======== QUOTED PASSAGE

Much Ado About ...
Can the public option heal the U.S. health care system?
by simon haeder
simon haeder teaches in the School of Public Policy at Penn State.
Illustrated by sam ward
Published May 4, 2020
“The problem of providing satisfactory medical service to all the people of the United States at a cost which they can meet is a pressing one. At the present time, many persons do not receive service which is adequate either in quantity or quality, and the costs of service are inequitably distributed. The result is a tremendous amount of preventable physical pain and mental anguish, needless deaths, economic inefficiency and social waste.”
Sound familiar? Few things better illustrate the stubborn resistance of the U.S. health care system to improvement than this sad assessment from the Committee on the Costs of Medical Care, a blue-ribbon assemblage led by a former president of the American Medical Association — in 1932! That’s right, the year Amelia Earhart soloed the Atlantic and the Dow Jones Industrial Average bottomed out at 41.
Assessing value, defined as bang for a buck (or euro, yen, pound, etc.), a recent study found a 23-point gap on a 100-point scale with our global competitors Canada, Japan, Germany, the United Kingdom and France.
Health care reform is a struggle wherever it is attempted. Yet it is particularly challenging in the U.S. context, with its veneration of individual liberty and the private market, which is contradicted by Americans’ sense of entitlement and its interest-group-ridden government. How do you design changes that can run the political gauntlet without compromising the goals of reform? The latest contender is an oldie but goodie — one that came close to the finish line in the passage of Obamacare in 2009-2010: a government insurer providing a “public option” to private insurance.
Here, I begin with a crash refresher on what ails U.S. health care and why the invisible hand of the market just won’t cut it. I then trace the emergence of the public option and discuss why supporters see it as a winner in both political and substantive terms. As a policy analyst with no dog in the fight, I think much comes down to the nitty-gritty of how the public option is designed, and whether its implementation would lead to more fundamental reforms that dealt with universal coverage and cost control.

================
======== MATERIAL SUPPLIED

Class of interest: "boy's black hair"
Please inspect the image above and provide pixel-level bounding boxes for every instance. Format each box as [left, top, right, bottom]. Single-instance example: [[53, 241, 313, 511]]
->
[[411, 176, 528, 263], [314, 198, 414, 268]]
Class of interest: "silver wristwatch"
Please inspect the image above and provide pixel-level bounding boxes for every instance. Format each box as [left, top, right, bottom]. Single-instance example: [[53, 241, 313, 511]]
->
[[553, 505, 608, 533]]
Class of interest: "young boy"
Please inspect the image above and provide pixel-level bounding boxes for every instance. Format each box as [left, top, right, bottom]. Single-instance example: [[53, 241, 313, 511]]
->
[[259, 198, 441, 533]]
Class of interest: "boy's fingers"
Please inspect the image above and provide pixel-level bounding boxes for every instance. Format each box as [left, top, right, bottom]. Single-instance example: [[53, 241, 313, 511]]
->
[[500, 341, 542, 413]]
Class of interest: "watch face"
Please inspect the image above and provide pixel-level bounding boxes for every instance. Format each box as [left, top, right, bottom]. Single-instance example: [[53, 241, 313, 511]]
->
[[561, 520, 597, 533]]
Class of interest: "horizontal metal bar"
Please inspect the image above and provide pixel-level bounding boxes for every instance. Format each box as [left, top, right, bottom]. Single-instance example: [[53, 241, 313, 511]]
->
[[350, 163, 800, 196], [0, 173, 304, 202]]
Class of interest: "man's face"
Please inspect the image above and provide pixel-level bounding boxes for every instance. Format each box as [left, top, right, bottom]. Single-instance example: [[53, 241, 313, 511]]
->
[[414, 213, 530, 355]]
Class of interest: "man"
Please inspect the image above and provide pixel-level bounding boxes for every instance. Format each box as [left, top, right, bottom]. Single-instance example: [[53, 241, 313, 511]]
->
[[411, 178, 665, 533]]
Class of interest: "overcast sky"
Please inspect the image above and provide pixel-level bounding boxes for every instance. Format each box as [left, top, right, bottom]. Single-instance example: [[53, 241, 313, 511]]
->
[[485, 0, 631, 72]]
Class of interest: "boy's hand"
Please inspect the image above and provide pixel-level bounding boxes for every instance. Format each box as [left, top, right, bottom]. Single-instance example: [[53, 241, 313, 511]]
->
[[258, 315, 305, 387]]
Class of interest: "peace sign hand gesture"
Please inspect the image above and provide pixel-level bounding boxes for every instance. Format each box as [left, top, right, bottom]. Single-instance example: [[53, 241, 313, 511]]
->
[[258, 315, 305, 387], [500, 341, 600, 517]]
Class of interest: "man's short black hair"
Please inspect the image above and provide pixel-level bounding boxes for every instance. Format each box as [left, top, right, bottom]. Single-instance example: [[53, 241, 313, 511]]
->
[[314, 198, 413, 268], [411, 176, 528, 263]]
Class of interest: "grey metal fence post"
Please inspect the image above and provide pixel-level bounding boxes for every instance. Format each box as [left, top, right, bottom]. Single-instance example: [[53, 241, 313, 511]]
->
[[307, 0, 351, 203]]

================

CHECK YOUR UNDERSTANDING:
1: Print the part of the public option article that opens with the words containing "Much Ado About" and closes with "at Penn State.".
2: Answer these questions from the public option article above:
(a) In what year did the Committee on the Costs of Medical Care make its assessment?
(b) How large was the value gap, on a 100-point scale, that a recent study found between the U.S. and its global competitors?
(c) Where does Simon Haeder teach?

TASK-BY-TASK OUTPUTS:
1:
Much Ado About ...
Can the public option heal the U.S. health care system?
by simon haeder
simon haeder teaches in the School of Public Policy at Penn State.

2:
(a) 1932
(b) 23 points
(c) In the School of Public Policy at Penn State